Estratto:
La chiesa, il cui aspetto esterno è frutto dei numerosi interventi di restauro susseguitisi nel tempo, si articola in tre navate (al cui interno sono ricavate 8 cappelle gentilizie) coperte da un soffitto a cassettoni settecentesco; un basso campanile, che si sviluppa su tre livelli, completa il prospetto della facciata. Le decorazioni in stucco nell’interno della furono realizzate negli anni ’50 del secolo scorso.

La chiesa custodisce una serie di pregevoli manufatti artistici: fra questi spiccano una statua lignea della Madonna delle Grazie datata al 1571, una tela del 1515 raffigurante San Francesco di Paola e gli Angeli (attribuita al pittore lombardo Girolamo Santacroce) ed altre preziose tele di artisti del Rinascimento napoletano. Nella navata destra è conservato inoltre un prezioso polittico cinquecentesco di discussa paternità raffigurante scene della vita di Cristo.

Non lontano dalla piazza, ma sul versante opposto, sorge il più importante edificio di culto di Vallo, la cattedrale di San Pantaleone. La venerazione del santo orientale si spiega con la presenza nel territorio di Vallo di diversi cenobi di monaci basiliani, che diffusero questo e altri culti, come quello di Santa Veneranda.

L’edificio attuale fu costruito a partire dal 1700 in sostituzione di una chiesa precedente di dimensioni più ridotte, e divenne cattedrale nel 1851. L’elemento più caratteristico dell’esterno (che ha subito numerosi restauri) è la splendida cupola rivestita in piastrelle di maiolica. La chiesa si articola in una navata unica e due cappelloni laterali. Un alto campanile a quattro livelli completa il prospetto esterno della cattedrale.

Dati forniti:
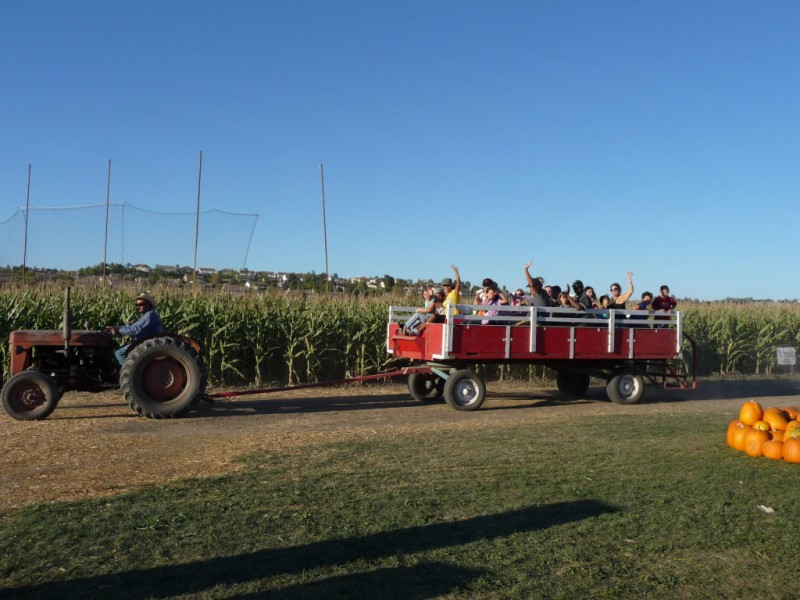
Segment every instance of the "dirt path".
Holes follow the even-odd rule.
[[[695,391],[650,388],[646,402],[614,405],[593,387],[562,402],[552,390],[489,383],[483,408],[455,411],[418,403],[405,385],[349,386],[243,396],[200,407],[183,419],[143,419],[118,392],[68,393],[45,421],[0,416],[0,509],[121,493],[142,484],[220,475],[258,450],[302,447],[408,431],[532,425],[570,415],[718,412],[721,427],[741,403],[800,404],[800,382],[702,383]]]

Compito da svolgere: Prosegui il brano sulle chiese di Vallo, riprendendo subito dopo la frase sul campanile della cattedrale.

Risposta:
Fra i manufatti d’arte conservati nella cattedrale, di particolare pregio è il grande organo tardo-settecentesco posto sul portale d’ingresso, realizzato dal noto organaro vallese Silverio Carelli. Di notevole qualità è una tela raffigurante i miracoli di San Pantaleone, del pittore Giuseppe De Mattia (1843), posta alle spalle dell’altare maggiore. Fra gli altri oggetti di rilievo si segnalano il reliquiario contenente il sangue del santo, preziosi crocefissi e un trono ligneo.

A breve distanza dalla piazza principale è situata Piazza dei Martiri, che anticamente era il nucleo centrale del casale di Spio, il cui assetto architettonico è frutto di un intervento della metà dell’Ottocento che la caratterizza come uno spazio di forma ellittica abbellito da un giardino. Al centro della piazza è ubicata una grande fontana a pianta ottagonale, decorata con quattro statue leonine, da cui deriva la denominazione di “Fontana dei Quattro Leoni”. La fontana fu progettata negli anni ’40 dell’Ottocento, e realizzata subito dopo a commemorazione dei caduti dei moti del 1848.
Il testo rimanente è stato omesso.